[What you have to do] Please print out every line of the material, unchanged.

+++ Information supplied

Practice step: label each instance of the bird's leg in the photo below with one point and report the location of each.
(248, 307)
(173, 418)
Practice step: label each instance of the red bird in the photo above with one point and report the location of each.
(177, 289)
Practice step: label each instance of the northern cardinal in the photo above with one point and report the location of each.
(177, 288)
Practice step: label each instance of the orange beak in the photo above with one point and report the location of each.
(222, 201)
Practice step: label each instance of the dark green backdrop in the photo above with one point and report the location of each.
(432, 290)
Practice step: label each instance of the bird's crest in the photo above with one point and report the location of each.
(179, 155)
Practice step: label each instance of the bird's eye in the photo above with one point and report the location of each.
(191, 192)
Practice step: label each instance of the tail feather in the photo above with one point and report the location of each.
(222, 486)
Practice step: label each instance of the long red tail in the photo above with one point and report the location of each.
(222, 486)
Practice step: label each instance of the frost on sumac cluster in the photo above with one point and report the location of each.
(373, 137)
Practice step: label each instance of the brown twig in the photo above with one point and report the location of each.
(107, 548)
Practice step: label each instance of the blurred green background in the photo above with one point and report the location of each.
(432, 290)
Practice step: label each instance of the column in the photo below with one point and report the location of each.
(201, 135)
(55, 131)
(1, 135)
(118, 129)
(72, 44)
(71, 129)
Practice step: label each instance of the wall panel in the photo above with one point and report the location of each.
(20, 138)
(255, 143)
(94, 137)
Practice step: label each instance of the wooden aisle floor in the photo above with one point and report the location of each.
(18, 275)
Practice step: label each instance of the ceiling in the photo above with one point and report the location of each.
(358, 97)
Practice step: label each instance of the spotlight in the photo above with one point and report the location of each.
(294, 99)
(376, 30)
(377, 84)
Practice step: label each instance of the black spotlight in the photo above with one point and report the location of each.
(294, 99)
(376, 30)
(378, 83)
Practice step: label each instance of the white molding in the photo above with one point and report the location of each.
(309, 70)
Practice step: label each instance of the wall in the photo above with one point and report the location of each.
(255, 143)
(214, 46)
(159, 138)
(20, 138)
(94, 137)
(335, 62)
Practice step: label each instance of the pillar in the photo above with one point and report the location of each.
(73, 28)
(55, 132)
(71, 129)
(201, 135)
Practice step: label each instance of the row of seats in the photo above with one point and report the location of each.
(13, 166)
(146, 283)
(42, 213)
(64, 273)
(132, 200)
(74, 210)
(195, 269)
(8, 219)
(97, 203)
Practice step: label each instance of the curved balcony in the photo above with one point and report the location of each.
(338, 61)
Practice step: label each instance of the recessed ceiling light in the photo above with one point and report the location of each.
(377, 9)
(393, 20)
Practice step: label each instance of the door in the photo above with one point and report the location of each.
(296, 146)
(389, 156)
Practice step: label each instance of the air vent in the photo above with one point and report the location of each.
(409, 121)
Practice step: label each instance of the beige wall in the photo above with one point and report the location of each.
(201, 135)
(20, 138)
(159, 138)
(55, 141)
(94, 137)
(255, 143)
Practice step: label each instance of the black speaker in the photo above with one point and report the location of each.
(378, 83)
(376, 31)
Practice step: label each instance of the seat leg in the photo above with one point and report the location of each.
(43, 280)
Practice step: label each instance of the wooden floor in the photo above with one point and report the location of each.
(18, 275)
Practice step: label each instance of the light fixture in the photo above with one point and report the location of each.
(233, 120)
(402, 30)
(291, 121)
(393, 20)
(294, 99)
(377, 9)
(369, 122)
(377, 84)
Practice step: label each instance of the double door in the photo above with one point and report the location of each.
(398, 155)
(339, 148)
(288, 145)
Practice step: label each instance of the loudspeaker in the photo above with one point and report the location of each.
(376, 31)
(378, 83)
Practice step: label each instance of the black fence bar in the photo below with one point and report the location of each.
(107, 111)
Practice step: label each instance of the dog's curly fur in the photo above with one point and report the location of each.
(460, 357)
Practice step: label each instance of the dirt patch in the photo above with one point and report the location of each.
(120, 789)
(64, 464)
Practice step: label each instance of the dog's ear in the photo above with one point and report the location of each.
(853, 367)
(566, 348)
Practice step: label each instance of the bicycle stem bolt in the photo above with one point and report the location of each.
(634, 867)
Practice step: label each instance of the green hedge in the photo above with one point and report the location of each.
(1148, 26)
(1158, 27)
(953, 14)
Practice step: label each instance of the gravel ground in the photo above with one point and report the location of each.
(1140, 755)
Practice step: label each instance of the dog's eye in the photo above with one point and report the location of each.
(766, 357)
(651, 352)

++++++

[Task output]
Practice step: label each instance of the bird's leg in the photo below with one point and report the location of each.
(248, 307)
(173, 418)
Practice step: label each instance of the red bird in the photo above with one point and report the location of each.
(177, 289)
Practice step: label each instance of the northern cardinal in the photo above with one point and report the location of each.
(177, 288)
Practice step: label each instance of the orange beak in the photo above with one point and report the location of each.
(222, 201)
Practice step: label each instance of the dark green backdrop in the photo above with one point and report the location of each.
(432, 290)
Practice step: label each instance of the bird's crest in the photo above with one point and report the location of each.
(179, 155)
Practice step: label each instance of the bird's eye in the photo above with one point and report the location of each.
(191, 192)
Practice step: label each instance of the tail feather in the photo above with one point and report the location of each.
(222, 486)
Practice step: label each instance of the long red tail in the photo above with one point and report the location of each.
(222, 486)
Practice step: label each instance of the frost on sumac cluster in the photo above with one point and report the location of each.
(373, 137)
Practice step: label each instance of the brown twig in the photo above with one point and report the location of each.
(107, 548)
Practice step: label each instance of the blurred green background in the photo above with one point and report the location of each.
(432, 290)
Practice step: label each instance of the column in the photo below with one point and report the location of each.
(201, 135)
(55, 131)
(1, 135)
(118, 129)
(72, 44)
(71, 129)
Practice step: label each instance of the wall panel in the photo above with one point and report the location of each.
(20, 138)
(255, 143)
(94, 137)
Practice step: label each instance of the wooden aisle floor in the photo above with one point and report the location of each.
(18, 275)
Practice step: label each instance of the ceiling in the photo above with one point and report the location of each.
(358, 97)
Practice step: label each instance of the spotlight in the photo above with one point and report the location of each.
(294, 99)
(376, 30)
(377, 84)
Practice step: label each instance of the black spotlight in the photo above with one point and report the location of each.
(294, 99)
(376, 30)
(378, 83)
Practice step: label each instance of the white molding in the photo above with one point and report the location of each.
(309, 70)
Practice step: label each instance of the wall in the photo above with one point and report the location of each.
(255, 143)
(214, 46)
(159, 138)
(20, 138)
(94, 137)
(335, 62)
Practice step: label each instance of the pillar in the photo above with one point and report the location of each.
(73, 28)
(55, 132)
(71, 129)
(201, 135)
Practice step: label each instance of the row of seats in the photo above with one point and report the location of each.
(13, 166)
(146, 283)
(42, 213)
(64, 273)
(132, 200)
(74, 210)
(195, 269)
(8, 219)
(97, 203)
Practice step: label each instance of the curved balcony in the photo above with one point and report the location of each.
(338, 61)
Practice step: label each instance of the recessed ceiling light in the photo above with one point and report the location of each.
(377, 9)
(393, 20)
Practice step: label each instance of the door in the photo above with one point and report the location of each.
(296, 146)
(389, 156)
Practice step: label each instance of the air vent in the photo above with one point and report the location of each.
(409, 121)
Practice step: label each instance of the beige wall in the photo above with one point and report the location of each.
(201, 135)
(20, 138)
(159, 138)
(55, 141)
(94, 137)
(255, 143)
Practice step: label each instance of the black speaker in the photo above with one point and report the location of each.
(378, 83)
(376, 31)
Practice step: label each instance of the seat leg in the photo above with one point and report the location of each.
(43, 280)
Practice step: label each instance of the wooden floor in the photo above with one point and report the location of each.
(18, 275)
Practice step: label each instance of the light fixture in the photo above with one point and report the location of each.
(233, 120)
(402, 30)
(291, 121)
(393, 20)
(294, 99)
(377, 9)
(369, 122)
(377, 84)
Practice step: label each instance of the double door in the photo above with one point and report the location of each.
(398, 155)
(339, 148)
(288, 145)
Practice step: label each instance of the loudspeaker in the photo above with one point and report the location of each.
(376, 31)
(378, 83)
Practice step: label each instance of the black fence bar in the photo below with one point and report the location of each.
(107, 111)
Practice step: label each instance of the dog's curly fur in the photo above with one point and report the location of each.
(460, 357)
Practice step: label each instance of the dirt patch in the photo above with one point and report the location of each.
(120, 789)
(64, 464)
Practice step: label each instance of the dog's ear in the photo above with one point and report the location of each.
(853, 367)
(566, 348)
Practice step: label each instance of the bicycle stem bolt in the photo above with one point and report the location of each.
(634, 867)
Practice step: label each instance of the green hedge in the photo above with one point and report the location of each.
(1148, 26)
(1158, 27)
(953, 14)
Practice step: label each instance of the gravel ground in the photo above with one point and report the location of each.
(1140, 755)
Practice step: label each instance of the dog's eye in the photo above with one point and report the location of each.
(766, 357)
(651, 352)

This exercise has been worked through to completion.